■ Exercise ■
Copy out every line of the data exactly.

■ Supplied material ■
= Beginning of Section =
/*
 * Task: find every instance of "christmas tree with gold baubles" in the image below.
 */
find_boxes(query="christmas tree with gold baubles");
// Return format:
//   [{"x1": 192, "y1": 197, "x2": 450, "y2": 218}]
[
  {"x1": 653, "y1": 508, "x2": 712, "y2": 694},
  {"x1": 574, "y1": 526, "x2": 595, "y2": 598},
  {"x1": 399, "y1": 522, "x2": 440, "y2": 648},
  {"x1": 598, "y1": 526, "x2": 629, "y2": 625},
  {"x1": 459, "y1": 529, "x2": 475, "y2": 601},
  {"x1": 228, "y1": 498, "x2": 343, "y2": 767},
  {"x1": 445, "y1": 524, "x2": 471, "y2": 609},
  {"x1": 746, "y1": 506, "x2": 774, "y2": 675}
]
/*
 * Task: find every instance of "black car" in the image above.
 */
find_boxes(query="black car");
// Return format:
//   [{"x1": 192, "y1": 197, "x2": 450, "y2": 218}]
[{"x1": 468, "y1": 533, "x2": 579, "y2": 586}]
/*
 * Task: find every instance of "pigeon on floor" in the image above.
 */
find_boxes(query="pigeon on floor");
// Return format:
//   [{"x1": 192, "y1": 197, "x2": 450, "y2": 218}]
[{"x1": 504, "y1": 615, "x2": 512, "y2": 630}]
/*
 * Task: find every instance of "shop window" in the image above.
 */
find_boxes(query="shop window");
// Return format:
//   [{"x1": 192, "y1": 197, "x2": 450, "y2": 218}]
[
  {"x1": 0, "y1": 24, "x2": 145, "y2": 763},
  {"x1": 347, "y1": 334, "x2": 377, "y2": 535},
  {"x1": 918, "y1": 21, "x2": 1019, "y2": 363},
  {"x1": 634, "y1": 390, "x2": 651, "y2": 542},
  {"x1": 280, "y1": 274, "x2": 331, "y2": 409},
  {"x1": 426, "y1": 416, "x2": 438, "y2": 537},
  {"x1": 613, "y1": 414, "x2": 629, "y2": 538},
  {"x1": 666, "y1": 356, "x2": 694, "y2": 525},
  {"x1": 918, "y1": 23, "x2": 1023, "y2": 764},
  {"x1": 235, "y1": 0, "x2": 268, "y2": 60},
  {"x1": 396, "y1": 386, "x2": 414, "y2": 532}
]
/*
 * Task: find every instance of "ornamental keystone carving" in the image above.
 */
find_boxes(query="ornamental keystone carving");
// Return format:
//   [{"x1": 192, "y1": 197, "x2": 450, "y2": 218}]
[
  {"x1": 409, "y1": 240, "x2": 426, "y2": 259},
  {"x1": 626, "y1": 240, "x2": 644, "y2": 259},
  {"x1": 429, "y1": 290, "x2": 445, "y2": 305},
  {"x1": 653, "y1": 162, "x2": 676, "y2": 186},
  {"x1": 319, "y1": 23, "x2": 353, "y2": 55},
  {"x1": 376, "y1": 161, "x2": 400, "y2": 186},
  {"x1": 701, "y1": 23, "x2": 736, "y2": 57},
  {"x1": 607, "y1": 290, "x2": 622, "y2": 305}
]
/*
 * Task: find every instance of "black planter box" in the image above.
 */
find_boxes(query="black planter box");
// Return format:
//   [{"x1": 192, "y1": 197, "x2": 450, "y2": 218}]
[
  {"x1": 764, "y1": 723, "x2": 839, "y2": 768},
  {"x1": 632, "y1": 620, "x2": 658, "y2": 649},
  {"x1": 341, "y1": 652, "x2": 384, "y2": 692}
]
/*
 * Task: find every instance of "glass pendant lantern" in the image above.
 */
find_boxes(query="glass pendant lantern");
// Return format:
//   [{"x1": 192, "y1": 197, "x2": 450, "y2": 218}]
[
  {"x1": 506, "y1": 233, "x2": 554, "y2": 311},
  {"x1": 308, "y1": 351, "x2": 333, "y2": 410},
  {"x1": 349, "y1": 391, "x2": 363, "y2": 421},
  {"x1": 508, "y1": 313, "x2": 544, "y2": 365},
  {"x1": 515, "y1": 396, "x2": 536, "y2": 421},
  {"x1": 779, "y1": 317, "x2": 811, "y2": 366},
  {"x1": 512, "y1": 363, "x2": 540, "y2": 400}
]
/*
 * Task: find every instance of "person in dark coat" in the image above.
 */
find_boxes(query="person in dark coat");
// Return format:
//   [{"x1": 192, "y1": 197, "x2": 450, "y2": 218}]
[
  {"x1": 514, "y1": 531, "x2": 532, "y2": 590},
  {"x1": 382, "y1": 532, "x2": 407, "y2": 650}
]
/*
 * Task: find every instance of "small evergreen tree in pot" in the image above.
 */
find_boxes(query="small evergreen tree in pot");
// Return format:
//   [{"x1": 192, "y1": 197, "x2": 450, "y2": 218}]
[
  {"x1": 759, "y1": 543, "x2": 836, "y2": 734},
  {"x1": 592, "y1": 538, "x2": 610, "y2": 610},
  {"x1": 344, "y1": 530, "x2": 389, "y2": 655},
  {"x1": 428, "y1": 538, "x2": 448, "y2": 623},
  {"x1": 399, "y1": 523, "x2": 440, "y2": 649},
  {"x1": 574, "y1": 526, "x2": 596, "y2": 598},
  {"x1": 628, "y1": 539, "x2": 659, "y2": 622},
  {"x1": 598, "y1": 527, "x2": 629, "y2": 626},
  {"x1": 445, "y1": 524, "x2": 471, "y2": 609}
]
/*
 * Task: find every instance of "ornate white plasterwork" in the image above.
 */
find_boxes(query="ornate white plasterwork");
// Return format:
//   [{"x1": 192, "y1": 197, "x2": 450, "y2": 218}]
= End of Section =
■ Result below ■
/*
 * Task: find every instance of "christmas tree with gold baubles" in the image below.
 */
find_boxes(query="christmas tree with gold baubles");
// Return format:
//   [{"x1": 192, "y1": 197, "x2": 450, "y2": 218}]
[
  {"x1": 653, "y1": 508, "x2": 712, "y2": 694},
  {"x1": 574, "y1": 526, "x2": 595, "y2": 598},
  {"x1": 399, "y1": 522, "x2": 440, "y2": 648},
  {"x1": 598, "y1": 526, "x2": 629, "y2": 625},
  {"x1": 459, "y1": 529, "x2": 475, "y2": 601},
  {"x1": 228, "y1": 498, "x2": 343, "y2": 767},
  {"x1": 445, "y1": 524, "x2": 471, "y2": 609},
  {"x1": 746, "y1": 506, "x2": 774, "y2": 675}
]
/*
 * Task: find every instance of "black car" in the image above.
 */
find_boxes(query="black car");
// Return format:
//   [{"x1": 192, "y1": 197, "x2": 450, "y2": 218}]
[{"x1": 468, "y1": 533, "x2": 579, "y2": 586}]
/*
 * Task: find every instance of "pigeon on floor" in the image above.
 */
find_boxes(query="pigeon on floor");
// Return format:
//   [{"x1": 192, "y1": 197, "x2": 450, "y2": 218}]
[{"x1": 504, "y1": 615, "x2": 512, "y2": 630}]
/*
 * Task: find every instance of "shop window" in the image above.
 */
find_boxes(query="shop window");
// Return format:
//   [{"x1": 192, "y1": 197, "x2": 450, "y2": 218}]
[
  {"x1": 0, "y1": 24, "x2": 145, "y2": 763},
  {"x1": 347, "y1": 334, "x2": 377, "y2": 535},
  {"x1": 918, "y1": 21, "x2": 1019, "y2": 363},
  {"x1": 634, "y1": 390, "x2": 651, "y2": 542},
  {"x1": 280, "y1": 274, "x2": 331, "y2": 409},
  {"x1": 426, "y1": 416, "x2": 438, "y2": 537},
  {"x1": 613, "y1": 414, "x2": 629, "y2": 538},
  {"x1": 666, "y1": 356, "x2": 694, "y2": 525},
  {"x1": 918, "y1": 23, "x2": 1023, "y2": 764},
  {"x1": 235, "y1": 0, "x2": 268, "y2": 60},
  {"x1": 396, "y1": 386, "x2": 414, "y2": 532}
]
/*
 * Task: find every instance of "ornamental keystone carving" in the image above.
 */
find_boxes(query="ornamental keystone carving");
// Return format:
//   [{"x1": 192, "y1": 197, "x2": 450, "y2": 218}]
[
  {"x1": 409, "y1": 240, "x2": 426, "y2": 259},
  {"x1": 626, "y1": 240, "x2": 644, "y2": 259},
  {"x1": 429, "y1": 290, "x2": 445, "y2": 305},
  {"x1": 653, "y1": 162, "x2": 676, "y2": 186},
  {"x1": 319, "y1": 23, "x2": 353, "y2": 55},
  {"x1": 376, "y1": 161, "x2": 400, "y2": 186},
  {"x1": 701, "y1": 23, "x2": 736, "y2": 57},
  {"x1": 607, "y1": 290, "x2": 622, "y2": 305}
]
/*
 * Task: find every instance of "black planter box" in the image above.
 */
find_boxes(query="black planter box");
// Return format:
//   [{"x1": 192, "y1": 197, "x2": 450, "y2": 218}]
[
  {"x1": 764, "y1": 723, "x2": 839, "y2": 768},
  {"x1": 632, "y1": 620, "x2": 658, "y2": 649},
  {"x1": 341, "y1": 652, "x2": 384, "y2": 692}
]
/*
 * Task: find every instance of "glass pendant lantern" in the image above.
 */
find_boxes(query="glass pendant lantern");
// Return format:
//   [{"x1": 192, "y1": 197, "x2": 450, "y2": 218}]
[
  {"x1": 506, "y1": 233, "x2": 554, "y2": 311},
  {"x1": 308, "y1": 351, "x2": 333, "y2": 410},
  {"x1": 349, "y1": 391, "x2": 363, "y2": 421},
  {"x1": 508, "y1": 313, "x2": 544, "y2": 365},
  {"x1": 515, "y1": 396, "x2": 536, "y2": 421},
  {"x1": 779, "y1": 317, "x2": 811, "y2": 366},
  {"x1": 512, "y1": 363, "x2": 540, "y2": 400}
]
/*
 * Task: find every instance of "person in dark coat" in the image above.
 */
find_boxes(query="person in dark coat");
// Return format:
//   [{"x1": 192, "y1": 197, "x2": 450, "y2": 218}]
[
  {"x1": 514, "y1": 531, "x2": 532, "y2": 590},
  {"x1": 382, "y1": 532, "x2": 407, "y2": 650}
]
/*
 * Task: find every instance of "small evergreen tree in pot" in the image above.
 */
find_boxes(query="small evergreen tree in pot");
// Return format:
//   [{"x1": 192, "y1": 197, "x2": 450, "y2": 218}]
[
  {"x1": 759, "y1": 543, "x2": 836, "y2": 734},
  {"x1": 592, "y1": 538, "x2": 610, "y2": 610},
  {"x1": 344, "y1": 530, "x2": 389, "y2": 655},
  {"x1": 428, "y1": 538, "x2": 448, "y2": 623},
  {"x1": 399, "y1": 523, "x2": 440, "y2": 649},
  {"x1": 574, "y1": 526, "x2": 596, "y2": 598},
  {"x1": 628, "y1": 539, "x2": 659, "y2": 622},
  {"x1": 598, "y1": 527, "x2": 629, "y2": 626},
  {"x1": 445, "y1": 524, "x2": 471, "y2": 609}
]
/*
 * Task: find every instance of "ornate white plasterwork" in the image above.
 */
find_boxes(query="ornate white plasterwork");
// Return format:
//   [{"x1": 192, "y1": 197, "x2": 450, "y2": 218}]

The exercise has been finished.